→ Challenge
Format the records below as a two-column CSV with the header instruction,coordinates and one row per record. Put its text and its answer each in a single quoted field, turn line breaks into spaces, and leave out the pictures.
━━ Material
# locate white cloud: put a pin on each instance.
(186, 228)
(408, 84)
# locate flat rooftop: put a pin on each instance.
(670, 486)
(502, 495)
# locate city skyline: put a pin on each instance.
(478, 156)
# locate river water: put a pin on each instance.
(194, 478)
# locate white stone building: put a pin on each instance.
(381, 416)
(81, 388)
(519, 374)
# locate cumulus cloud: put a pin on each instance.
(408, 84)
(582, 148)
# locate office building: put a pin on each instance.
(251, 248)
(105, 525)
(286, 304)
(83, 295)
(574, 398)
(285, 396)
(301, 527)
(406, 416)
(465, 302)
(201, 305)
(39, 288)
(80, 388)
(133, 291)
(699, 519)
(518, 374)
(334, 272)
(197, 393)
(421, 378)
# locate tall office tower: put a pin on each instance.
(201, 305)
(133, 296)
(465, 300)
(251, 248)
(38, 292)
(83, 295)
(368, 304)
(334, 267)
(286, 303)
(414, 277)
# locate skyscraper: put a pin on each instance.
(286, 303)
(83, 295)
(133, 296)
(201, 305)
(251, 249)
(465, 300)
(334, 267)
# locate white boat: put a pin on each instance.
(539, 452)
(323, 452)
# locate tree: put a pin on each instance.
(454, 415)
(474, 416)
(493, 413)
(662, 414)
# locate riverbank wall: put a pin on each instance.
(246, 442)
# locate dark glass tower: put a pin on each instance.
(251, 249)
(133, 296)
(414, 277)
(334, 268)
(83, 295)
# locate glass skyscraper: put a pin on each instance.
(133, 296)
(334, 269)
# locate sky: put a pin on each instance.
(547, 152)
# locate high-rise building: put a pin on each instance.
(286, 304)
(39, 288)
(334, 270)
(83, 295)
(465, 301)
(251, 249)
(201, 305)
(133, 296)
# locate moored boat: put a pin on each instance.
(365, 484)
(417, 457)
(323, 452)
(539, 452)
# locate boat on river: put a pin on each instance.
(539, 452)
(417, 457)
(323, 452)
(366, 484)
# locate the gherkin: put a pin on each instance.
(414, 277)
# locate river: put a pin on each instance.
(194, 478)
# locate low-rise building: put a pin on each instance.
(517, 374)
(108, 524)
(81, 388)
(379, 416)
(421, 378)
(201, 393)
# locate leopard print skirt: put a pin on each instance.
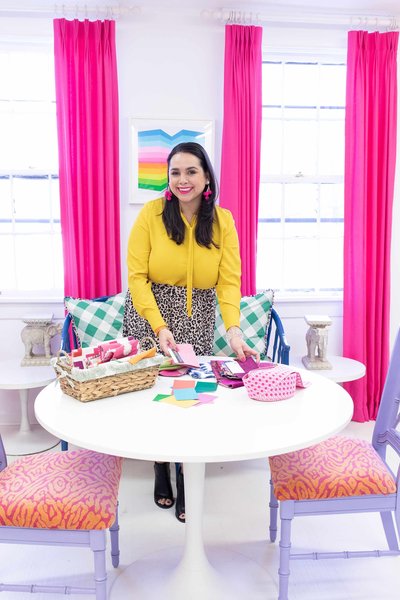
(197, 330)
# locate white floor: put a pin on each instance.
(235, 519)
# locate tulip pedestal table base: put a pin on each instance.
(25, 438)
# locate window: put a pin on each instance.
(30, 232)
(300, 233)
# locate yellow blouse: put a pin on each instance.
(154, 258)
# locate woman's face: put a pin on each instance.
(187, 178)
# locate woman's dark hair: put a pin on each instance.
(171, 214)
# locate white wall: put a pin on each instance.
(170, 65)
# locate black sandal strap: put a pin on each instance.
(162, 484)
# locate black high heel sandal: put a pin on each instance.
(180, 495)
(162, 485)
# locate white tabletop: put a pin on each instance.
(233, 428)
(343, 369)
(15, 377)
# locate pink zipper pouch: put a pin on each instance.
(276, 383)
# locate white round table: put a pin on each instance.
(233, 428)
(343, 369)
(25, 438)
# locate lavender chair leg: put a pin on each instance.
(273, 513)
(98, 546)
(114, 536)
(390, 532)
(286, 513)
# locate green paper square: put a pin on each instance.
(206, 386)
(160, 397)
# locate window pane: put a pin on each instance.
(301, 263)
(270, 204)
(271, 148)
(300, 154)
(7, 267)
(330, 263)
(301, 201)
(33, 81)
(272, 82)
(269, 264)
(332, 85)
(331, 148)
(29, 196)
(301, 193)
(331, 201)
(301, 84)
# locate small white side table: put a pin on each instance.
(343, 369)
(27, 438)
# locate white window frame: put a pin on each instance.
(310, 55)
(19, 294)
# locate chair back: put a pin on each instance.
(3, 457)
(277, 348)
(385, 430)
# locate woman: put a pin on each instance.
(183, 252)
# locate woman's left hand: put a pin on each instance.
(242, 350)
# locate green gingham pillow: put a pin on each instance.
(255, 313)
(95, 321)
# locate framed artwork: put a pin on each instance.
(151, 140)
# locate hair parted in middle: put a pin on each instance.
(205, 218)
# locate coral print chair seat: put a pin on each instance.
(341, 475)
(59, 498)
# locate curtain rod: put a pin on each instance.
(239, 17)
(78, 10)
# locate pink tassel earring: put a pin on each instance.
(207, 192)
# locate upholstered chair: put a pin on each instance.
(61, 499)
(341, 475)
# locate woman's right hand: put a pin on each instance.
(166, 340)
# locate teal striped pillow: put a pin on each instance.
(255, 313)
(95, 321)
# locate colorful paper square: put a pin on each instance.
(206, 386)
(185, 394)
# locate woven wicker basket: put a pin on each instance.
(101, 387)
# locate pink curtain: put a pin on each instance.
(241, 141)
(88, 122)
(370, 156)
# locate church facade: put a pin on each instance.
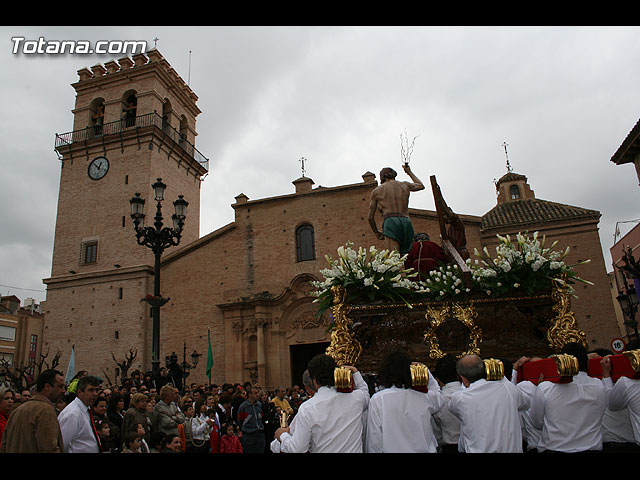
(246, 285)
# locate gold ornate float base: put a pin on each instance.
(498, 328)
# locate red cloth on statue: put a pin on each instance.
(424, 256)
(230, 444)
(214, 440)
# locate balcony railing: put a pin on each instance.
(128, 124)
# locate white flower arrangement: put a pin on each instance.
(525, 266)
(526, 263)
(371, 274)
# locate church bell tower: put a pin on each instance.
(134, 122)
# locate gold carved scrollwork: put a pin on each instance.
(344, 348)
(634, 358)
(466, 315)
(563, 328)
━━━━
→ Solution to the exercise
instruction,coordinates
"# locate white cloud: put a pin on each instance.","(186, 228) (408, 84)"
"# locate flat rooftop: put a pin on each instance.","(670, 486) (502, 495)"
"# locate city skyline: put a pin on each instance.","(478, 156)"
"# locate river water: put a pin on each instance.","(194, 478)"
"# locate white stone building: put a pin on each instance.","(381, 416) (81, 388) (519, 374)"
"# locate cumulus cloud: put a pin on each instance.","(408, 84) (582, 148)"
"# locate office building: put a pin on each instance.","(251, 248) (105, 525) (286, 304) (83, 295) (574, 398) (285, 396) (301, 527) (406, 416) (465, 302) (201, 305) (39, 288) (80, 388) (133, 291) (699, 519) (518, 374) (334, 272) (197, 393) (421, 378)"
"# locate tall office tower: put a pin on each instance.","(201, 305) (133, 296) (465, 300) (251, 248) (38, 292) (83, 295) (368, 304) (334, 267) (286, 303) (414, 277)"
"# locate skyscraper: put a pin on each instance.","(286, 303) (83, 295) (133, 296) (201, 305) (251, 249) (465, 300) (334, 267)"
"# locate white boat: put a pin on each instance.","(539, 452) (323, 452)"
"# locate tree: put a pin on each instance.","(454, 415) (474, 416) (493, 413) (662, 414)"
"# locate riverbank wall: put a pin on each instance.","(246, 442)"
"# locate dark glass tower: put a pin on each instance.","(251, 249) (133, 296) (414, 277) (334, 268) (83, 295)"
"# locate glass skyscraper: put a pin on each instance.","(133, 296) (334, 269)"
"# locate sky: put a pin on each instance.","(547, 152)"
"# locate high-rise building: put a pin on each instance.","(286, 304) (39, 288) (334, 270) (83, 295) (465, 301) (251, 249) (201, 305) (133, 296)"
"# locate moored boat: put a pin on each instance.","(365, 484) (417, 457) (323, 452) (539, 452)"
"# locate boat on river: put a pin on each instance.","(539, 452) (417, 457) (323, 452) (366, 484)"
"# locate the gherkin: put a pin on each instance.","(414, 277)"
"# locate river: put a pin on each instance.","(194, 478)"
"# locate low-rise building: put a pin on each instance.","(517, 374) (108, 524) (81, 388) (379, 416) (421, 378) (201, 393)"
"# locate leopard print skirt: put a pin on each instance.","(197, 330)"
"# locate white floor: put a pin on each instance.","(235, 519)"
"# locate tulip pedestal table base: put a pin on each instance.","(25, 438)"
"# locate window: put a pin on each instance.","(30, 232) (300, 233)"
"# locate yellow blouse: put a pin on each instance.","(154, 258)"
"# locate woman's face: put a pin on each instance.","(187, 178)"
"# locate woman's dark hair: put a pin on each instance.","(171, 214)"
"# locate white wall: put a pin on each instance.","(170, 65)"
"# locate black sandal strap: put a pin on each instance.","(162, 484)"
"# locate black high heel sandal: put a pin on each instance.","(180, 495) (162, 485)"
"# locate white tabletop: put a pin on each instance.","(233, 428) (343, 369) (15, 377)"
"# locate pink zipper pouch: put a pin on each instance.","(276, 383)"
"# locate white round table: put a pin on each instance.","(233, 428) (343, 369) (25, 438)"
"# locate lavender chair leg: put a pin on each instance.","(273, 513) (98, 546) (114, 536) (390, 532) (286, 513)"
"# locate green paper square: put a pin on each instance.","(206, 386) (160, 397)"
"# locate window pane: put a pin on each instance.","(301, 263) (270, 204) (271, 148) (300, 154) (7, 267) (330, 263) (301, 201) (33, 81) (272, 82) (269, 264) (332, 85) (331, 148) (29, 196) (301, 193) (331, 201) (301, 84)"
"# locate small white side table: put a pin on each instance.","(343, 369) (27, 438)"
"# locate white window frame: put a pin on each instance.","(310, 55) (19, 294)"
"# locate chair back: put a pin on each instance.","(3, 457) (277, 348) (385, 430)"
"# locate woman: put a pin on each instance.","(183, 252)"
"# locate woman's left hand: put a pin on each instance.","(242, 350)"
"# locate green gingham pillow: put a pin on each instance.","(255, 313) (95, 321)"
"# locate framed artwork: put a pin on each instance.","(151, 140)"
"# locate hair parted in middle: put a pin on each instance.","(205, 218)"
"# locate coral print chair seat: put a pin on each instance.","(341, 475) (59, 498)"
"# locate curtain rod: put a pin on each instance.","(239, 17) (78, 10)"
"# locate pink tassel earring: put a pin on each instance.","(207, 192)"
"# locate upholstered chair: put a pin on each instance.","(61, 499) (341, 475)"
"# locate woman's right hand: put a pin on each instance.","(166, 340)"
"# locate teal striped pillow: put a pin on each instance.","(255, 313) (95, 321)"
"# locate colorful paper square: put a pin on each instance.","(206, 386) (185, 394)"
"# locate woven wicker basket: put a pin on each instance.","(101, 387)"
"# locate pink curtain: put a pin on each instance.","(241, 141) (88, 122) (370, 156)"
"# locate church facade: put a pin on each instance.","(246, 285)"
"# locate gold ornate float base: put a pin on each instance.","(498, 328)"
"# locate red cloth on statue: put a pin on each instance.","(424, 256) (230, 444) (214, 440)"
"# locate balcony railing: put a pin on each instance.","(128, 124)"
"# locate white flower arrangement: put a pin on each instance.","(525, 266) (526, 263) (371, 274)"
"# locate church bell tower: put a pin on each instance.","(134, 122)"
"# locate gold carved scrollwork: put a pin on each instance.","(344, 348) (634, 358) (466, 315) (563, 328)"